PAGE TEXT →

##############################

Musings on Seymour Papert’s Essay “The Gears of My Childhood” and Vermont’s commitment to implementing PLP’s

Jasmin B. Cowin, Ed.D.

The Gears of my Childhood, Seymour Papert PDF

How could Seymour Papert’s essay: The Gears of My Childhood inform Vermont’s commitment to implementing Personalized Learning?

Vermont’s implementation of the Flexible Pathway Initiative and PLP’s will require students to meet with teachers to discuss their skills, interests and learning styles and career/college goals. This approach not only aims at the “cognitive aspects of assimilation” but also at the “affective component.” The Gears of my Childhood by Papert describes in detail the author’s personal fascination and intensive childhood involvement with gears. In his essay, Papert speaks to the affective feeling of loving his inquiries and his pleasure in discovery of the”How.”.

PLP’s and Flexible Pathways need to take into account that students entering the teen years need “more voice and choice, in both process and product, and especially platform.” For students to fall in love with learning is something which can not be reduced to purely cognitive terms. Falling in love with learning is intensely personal and idiosyncratic. However, if given a voice students will often rise to the challenge and opportunity.

Teachers:
“The PLP redesign was a real eye-opener in seeing how students would prefer to create their own projects. It reminded me that, when given the right opportunities, students will jump right into a project and take the responsibility for their own learning and achievement.”

##############################

SOURCE DATA →
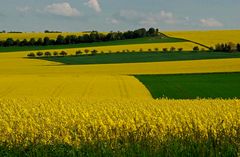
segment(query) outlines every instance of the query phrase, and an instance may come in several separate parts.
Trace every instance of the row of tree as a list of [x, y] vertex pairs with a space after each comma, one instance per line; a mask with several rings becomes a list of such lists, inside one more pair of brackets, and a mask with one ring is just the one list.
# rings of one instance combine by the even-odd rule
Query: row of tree
[[229, 43], [221, 43], [215, 46], [216, 52], [240, 52], [240, 43], [234, 44], [232, 42]]
[[66, 37], [58, 35], [57, 39], [45, 38], [31, 38], [30, 40], [14, 40], [8, 38], [5, 41], [0, 41], [0, 47], [9, 46], [48, 46], [48, 45], [65, 45], [65, 44], [80, 44], [80, 43], [92, 43], [92, 42], [103, 42], [103, 41], [114, 41], [114, 40], [125, 40], [125, 39], [135, 39], [143, 38], [147, 36], [158, 36], [160, 35], [158, 29], [150, 28], [146, 30], [145, 28], [137, 29], [134, 31], [127, 32], [110, 32], [108, 34], [99, 33], [97, 31], [92, 31], [86, 33], [82, 36], [68, 35]]
[[[182, 52], [182, 51], [183, 51], [183, 48], [171, 47], [170, 49], [163, 48], [162, 50], [160, 50], [159, 48], [154, 48], [154, 49], [148, 49], [147, 51], [144, 51], [142, 48], [140, 48], [138, 52]], [[198, 52], [198, 51], [203, 51], [203, 50], [200, 50], [198, 46], [195, 46], [193, 48], [193, 51]], [[121, 52], [122, 53], [128, 53], [128, 52], [137, 52], [137, 51], [135, 51], [135, 50], [130, 51], [130, 50], [126, 49], [126, 50], [122, 50]], [[93, 49], [93, 50], [85, 49], [83, 51], [82, 50], [77, 50], [75, 52], [75, 56], [79, 56], [79, 55], [83, 55], [83, 54], [85, 54], [85, 55], [95, 55], [97, 53], [103, 54], [104, 52], [103, 51], [99, 52], [96, 49]], [[108, 53], [112, 53], [112, 51], [109, 51]], [[116, 53], [120, 53], [120, 51], [117, 51]], [[49, 52], [49, 51], [40, 52], [39, 51], [39, 52], [36, 52], [36, 53], [31, 52], [27, 56], [28, 57], [50, 57], [50, 56], [67, 56], [67, 55], [68, 55], [68, 53], [66, 51], [61, 51], [61, 52], [57, 52], [57, 51], [55, 51], [55, 52]]]

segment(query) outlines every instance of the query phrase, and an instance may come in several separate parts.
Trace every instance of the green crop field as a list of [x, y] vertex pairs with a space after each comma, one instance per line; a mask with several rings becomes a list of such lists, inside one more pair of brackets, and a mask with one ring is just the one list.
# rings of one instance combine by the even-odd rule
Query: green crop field
[[97, 54], [66, 57], [41, 57], [48, 61], [60, 62], [68, 65], [77, 64], [113, 64], [113, 63], [139, 63], [139, 62], [163, 62], [184, 61], [201, 59], [240, 58], [240, 53], [223, 52], [130, 52], [114, 54]]
[[154, 98], [240, 98], [240, 73], [136, 75]]

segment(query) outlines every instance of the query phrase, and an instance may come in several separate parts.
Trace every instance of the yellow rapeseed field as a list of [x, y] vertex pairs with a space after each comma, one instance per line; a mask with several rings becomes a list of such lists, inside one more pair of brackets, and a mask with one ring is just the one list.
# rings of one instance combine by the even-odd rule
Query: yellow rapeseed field
[[129, 64], [62, 65], [26, 59], [27, 52], [0, 53], [0, 97], [78, 96], [151, 98], [132, 74], [238, 72], [240, 59]]
[[219, 43], [240, 43], [240, 30], [174, 31], [164, 33], [171, 37], [184, 38], [213, 47]]
[[[196, 140], [195, 146], [228, 138], [239, 144], [239, 100], [48, 97], [0, 99], [0, 105], [0, 145], [10, 150], [67, 144], [79, 149], [87, 145], [96, 153], [109, 148], [125, 152], [132, 145], [149, 145], [154, 152], [173, 137]], [[209, 143], [206, 150], [211, 147]], [[198, 155], [204, 156], [201, 151]]]

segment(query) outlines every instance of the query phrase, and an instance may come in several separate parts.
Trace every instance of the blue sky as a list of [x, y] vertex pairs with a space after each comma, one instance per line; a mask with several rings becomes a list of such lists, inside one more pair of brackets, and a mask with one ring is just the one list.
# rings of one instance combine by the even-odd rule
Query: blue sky
[[240, 0], [0, 0], [0, 30], [240, 29]]

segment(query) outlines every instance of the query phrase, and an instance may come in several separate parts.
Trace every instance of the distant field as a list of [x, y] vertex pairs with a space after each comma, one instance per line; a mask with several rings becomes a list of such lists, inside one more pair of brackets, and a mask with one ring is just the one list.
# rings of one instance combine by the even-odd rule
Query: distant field
[[240, 30], [174, 31], [164, 33], [170, 37], [184, 38], [213, 47], [218, 43], [240, 43]]
[[240, 98], [240, 73], [136, 75], [154, 98]]
[[116, 54], [98, 54], [94, 56], [67, 56], [67, 57], [42, 57], [39, 59], [60, 62], [68, 65], [77, 64], [113, 64], [113, 63], [140, 63], [184, 61], [202, 59], [240, 58], [240, 53], [223, 52], [129, 52]]
[[0, 33], [0, 40], [6, 40], [7, 38], [13, 38], [14, 40], [19, 39], [27, 39], [30, 40], [31, 38], [44, 38], [49, 37], [50, 39], [56, 39], [58, 35], [83, 35], [87, 33], [83, 32], [63, 32], [63, 33], [43, 33], [43, 32], [27, 32], [27, 33]]
[[[84, 47], [101, 47], [101, 46], [113, 46], [113, 45], [134, 45], [134, 44], [152, 44], [152, 43], [153, 44], [154, 43], [178, 43], [178, 42], [185, 42], [185, 40], [178, 39], [178, 38], [146, 37], [146, 38], [138, 38], [138, 39], [117, 40], [117, 41], [108, 41], [108, 42], [82, 43], [82, 44], [70, 44], [70, 45], [0, 47], [0, 52], [53, 50], [53, 49], [54, 50], [58, 50], [58, 49], [84, 48]], [[183, 45], [183, 47], [184, 47], [184, 45]]]

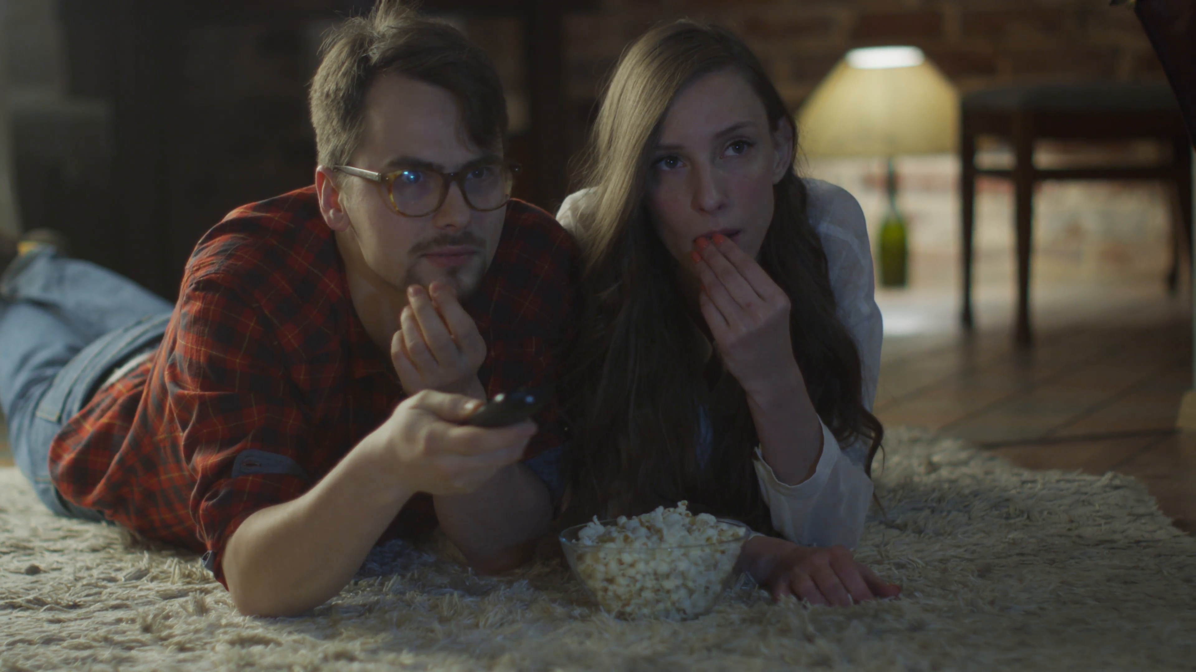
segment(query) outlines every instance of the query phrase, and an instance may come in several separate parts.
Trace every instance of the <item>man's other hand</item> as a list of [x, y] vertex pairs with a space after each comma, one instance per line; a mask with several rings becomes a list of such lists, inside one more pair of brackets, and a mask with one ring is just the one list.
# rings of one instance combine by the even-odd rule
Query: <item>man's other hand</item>
[[403, 391], [439, 390], [484, 399], [477, 369], [486, 361], [486, 340], [474, 318], [445, 282], [407, 288], [407, 307], [390, 342], [390, 358]]
[[509, 427], [460, 424], [482, 402], [425, 390], [398, 404], [380, 428], [382, 464], [410, 491], [460, 495], [476, 490], [504, 466], [518, 462], [536, 433], [531, 421]]

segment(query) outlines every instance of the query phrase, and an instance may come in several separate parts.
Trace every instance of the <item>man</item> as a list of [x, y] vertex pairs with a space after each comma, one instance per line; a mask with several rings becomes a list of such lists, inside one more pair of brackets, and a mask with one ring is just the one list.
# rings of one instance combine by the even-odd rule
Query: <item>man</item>
[[0, 286], [0, 401], [42, 500], [205, 551], [250, 615], [438, 523], [502, 570], [553, 513], [518, 460], [560, 444], [554, 411], [462, 424], [550, 381], [572, 323], [568, 236], [508, 202], [492, 63], [383, 0], [325, 43], [311, 112], [316, 184], [209, 231], [173, 308], [50, 245]]

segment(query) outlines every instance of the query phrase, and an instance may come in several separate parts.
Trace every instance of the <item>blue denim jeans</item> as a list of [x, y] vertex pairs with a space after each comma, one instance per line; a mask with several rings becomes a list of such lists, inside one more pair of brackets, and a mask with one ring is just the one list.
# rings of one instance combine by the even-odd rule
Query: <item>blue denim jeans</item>
[[161, 341], [173, 306], [96, 264], [35, 250], [0, 279], [0, 407], [22, 474], [54, 513], [103, 520], [50, 481], [50, 442], [121, 364]]

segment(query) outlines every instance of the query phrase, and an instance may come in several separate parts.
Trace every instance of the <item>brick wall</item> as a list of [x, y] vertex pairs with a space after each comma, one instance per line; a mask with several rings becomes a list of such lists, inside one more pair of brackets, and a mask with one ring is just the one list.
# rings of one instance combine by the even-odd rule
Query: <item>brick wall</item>
[[592, 98], [628, 41], [681, 16], [736, 30], [794, 109], [848, 49], [878, 44], [922, 48], [964, 91], [1163, 78], [1133, 12], [1107, 0], [604, 0], [567, 19], [570, 94]]

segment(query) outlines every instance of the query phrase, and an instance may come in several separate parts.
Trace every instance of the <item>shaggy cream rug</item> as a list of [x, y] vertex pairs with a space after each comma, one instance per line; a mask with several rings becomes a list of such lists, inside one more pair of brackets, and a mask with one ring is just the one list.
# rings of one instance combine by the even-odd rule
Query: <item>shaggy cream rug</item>
[[1194, 670], [1196, 539], [1129, 477], [1031, 472], [892, 432], [858, 556], [904, 597], [622, 622], [559, 560], [476, 578], [376, 549], [329, 604], [246, 618], [195, 556], [41, 508], [0, 470], [0, 670]]

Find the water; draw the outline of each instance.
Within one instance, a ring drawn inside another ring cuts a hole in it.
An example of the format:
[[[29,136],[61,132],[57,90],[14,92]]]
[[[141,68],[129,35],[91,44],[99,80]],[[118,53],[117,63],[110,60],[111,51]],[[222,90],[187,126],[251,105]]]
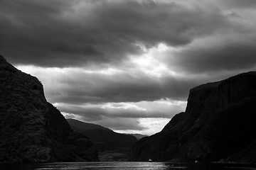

##############################

EXERCISES TO COMPLETE →
a: Reproduce the passage of the text on Papert's essay and Vermont's personalized learning starting at "Jasmin B. Cowin, Ed.D." and ending at "implementing Personalized Learning?".
b: Locate each line in the records that contains the string "crop", and copy those lines.

RESPONSES PER TASK →
a:
Jasmin B. Cowin, Ed.D.

The Gears of my Childhood, Seymour Papert PDF

How could Seymour Papert’s essay: The Gears of My Childhood inform Vermont’s commitment to implementing Personalized Learning?

b:
Trace every instance of the green crop field as a list of [x, y] vertex pairs with a space after each comma, one instance per line; a mask with several rings becomes a list of such lists, inside one more pair of brackets, and a mask with one ring is just the one list.
Query: green crop field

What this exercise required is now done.